Saved entries

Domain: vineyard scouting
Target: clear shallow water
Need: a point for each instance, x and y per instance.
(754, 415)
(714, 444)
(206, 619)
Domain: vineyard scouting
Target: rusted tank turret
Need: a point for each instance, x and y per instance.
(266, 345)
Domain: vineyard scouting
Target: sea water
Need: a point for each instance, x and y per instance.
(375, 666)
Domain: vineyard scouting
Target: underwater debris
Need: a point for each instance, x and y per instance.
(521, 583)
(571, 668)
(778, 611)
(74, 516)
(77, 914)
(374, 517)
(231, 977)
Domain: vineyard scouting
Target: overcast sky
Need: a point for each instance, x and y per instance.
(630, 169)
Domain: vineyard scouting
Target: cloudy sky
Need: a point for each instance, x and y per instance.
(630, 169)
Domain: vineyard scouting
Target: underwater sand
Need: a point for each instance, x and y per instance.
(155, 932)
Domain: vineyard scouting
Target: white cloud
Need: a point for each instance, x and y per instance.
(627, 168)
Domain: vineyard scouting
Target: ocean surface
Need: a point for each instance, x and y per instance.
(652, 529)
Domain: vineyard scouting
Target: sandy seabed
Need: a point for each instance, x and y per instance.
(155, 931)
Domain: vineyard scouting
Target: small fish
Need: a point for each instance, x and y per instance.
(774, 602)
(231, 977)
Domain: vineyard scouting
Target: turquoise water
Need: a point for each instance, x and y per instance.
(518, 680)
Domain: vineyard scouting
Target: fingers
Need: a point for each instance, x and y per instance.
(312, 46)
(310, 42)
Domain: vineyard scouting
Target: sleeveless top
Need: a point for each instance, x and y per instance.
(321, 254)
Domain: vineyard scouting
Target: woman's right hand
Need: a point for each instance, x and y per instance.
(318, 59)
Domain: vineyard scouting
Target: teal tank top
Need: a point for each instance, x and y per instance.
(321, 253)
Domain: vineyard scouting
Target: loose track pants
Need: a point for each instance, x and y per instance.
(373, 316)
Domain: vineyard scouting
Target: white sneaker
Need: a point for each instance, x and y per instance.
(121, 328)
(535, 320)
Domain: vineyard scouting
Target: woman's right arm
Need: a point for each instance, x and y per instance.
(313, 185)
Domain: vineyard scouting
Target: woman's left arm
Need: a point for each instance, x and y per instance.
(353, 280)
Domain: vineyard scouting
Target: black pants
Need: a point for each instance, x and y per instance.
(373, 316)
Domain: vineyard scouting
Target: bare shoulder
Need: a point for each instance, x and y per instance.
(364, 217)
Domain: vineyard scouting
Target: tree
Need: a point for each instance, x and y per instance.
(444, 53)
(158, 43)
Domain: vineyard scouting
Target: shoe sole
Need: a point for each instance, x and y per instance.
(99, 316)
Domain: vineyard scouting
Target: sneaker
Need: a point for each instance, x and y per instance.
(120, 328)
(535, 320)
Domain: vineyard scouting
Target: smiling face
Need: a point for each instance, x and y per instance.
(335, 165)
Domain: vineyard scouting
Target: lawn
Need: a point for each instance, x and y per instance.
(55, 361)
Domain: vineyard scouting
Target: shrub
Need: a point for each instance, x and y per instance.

▸ Task
The entries above must be output exactly, with every line preserved.

▸ Solution for this problem
Domain: vineyard scouting
Target: clear shallow water
Need: a point for each instance, x and y per instance.
(754, 415)
(714, 444)
(206, 619)
Domain: vineyard scouting
Target: rusted tank turret
Need: a point for each instance, x and y per instance.
(266, 345)
Domain: vineyard scouting
Target: sea water
Need: a point for each instance, x and y per instance.
(375, 666)
Domain: vineyard scouting
Target: underwater debris
Need: a point for each instance, x and y per instance.
(521, 583)
(571, 668)
(778, 611)
(74, 516)
(77, 914)
(374, 517)
(231, 977)
Domain: vineyard scouting
Target: overcast sky
Need: a point for each instance, x and y per instance.
(630, 169)
Domain: vineyard scouting
Target: cloudy sky
Need: a point for each instance, x and y per instance.
(630, 169)
Domain: vineyard scouting
Target: underwater sand
Need: a point for each instance, x and y per instance.
(155, 932)
Domain: vineyard scouting
Target: white cloud
Need: a point for each instance, x and y per instance.
(627, 168)
Domain: vineyard scouting
Target: ocean surface
Need: a point for each instance, x and y per instance.
(652, 529)
Domain: vineyard scouting
Target: sandy seabed
Need: a point for each instance, x and y per instance.
(155, 931)
Domain: vineyard scouting
Target: small fish
Need: a point for each instance, x and y per instance.
(774, 602)
(231, 977)
Domain: vineyard scouting
Target: turquoise water
Need: a point for each instance, x and y per instance.
(518, 680)
Domain: vineyard scouting
Target: fingers
Need: a point for each instance, x and y per instance.
(312, 46)
(310, 42)
Domain: vineyard scouting
Target: sleeveless top
Need: a point for each instance, x and y per instance.
(321, 254)
Domain: vineyard scouting
Target: woman's right hand
Need: a point for each instance, x and y per instance.
(318, 59)
Domain: vineyard scouting
Target: teal tank top
Need: a point for each instance, x and y per instance.
(321, 253)
Domain: vineyard scouting
Target: loose track pants
Need: a point for each instance, x and y per instance.
(373, 316)
Domain: vineyard scouting
Target: white sneaker
Need: a point for each instance, x and y per instance.
(121, 328)
(535, 320)
Domain: vineyard scouting
Target: woman's right arm
Need: a point for each instance, x and y per instance.
(313, 185)
Domain: vineyard scouting
Target: woman's left arm
Need: a point for each instance, x and y per instance.
(353, 280)
Domain: vineyard scouting
Target: black pants
Need: a point for each instance, x and y per instance.
(373, 316)
Domain: vineyard scouting
Target: bare shoulder
Need: a point for each instance, x and y per instance.
(364, 217)
Domain: vineyard scouting
Target: tree
Need: a point for each instance, x and y per instance.
(444, 53)
(158, 43)
Domain: vineyard scouting
Target: shoe sole
Need: a point for each instance, x and y per instance.
(99, 316)
Domain: vineyard scouting
Target: sneaker
Need: a point for each instance, x and y per instance.
(120, 328)
(535, 320)
Domain: vineyard scouting
Target: smiling face
Need: a point for each instance, x and y per instance.
(335, 165)
Domain: vineyard scouting
Target: lawn
Need: a point for each instance, x and y per instance.
(55, 361)
Domain: vineyard scouting
Target: shrub
Need: a point for each instance, x and y per instance.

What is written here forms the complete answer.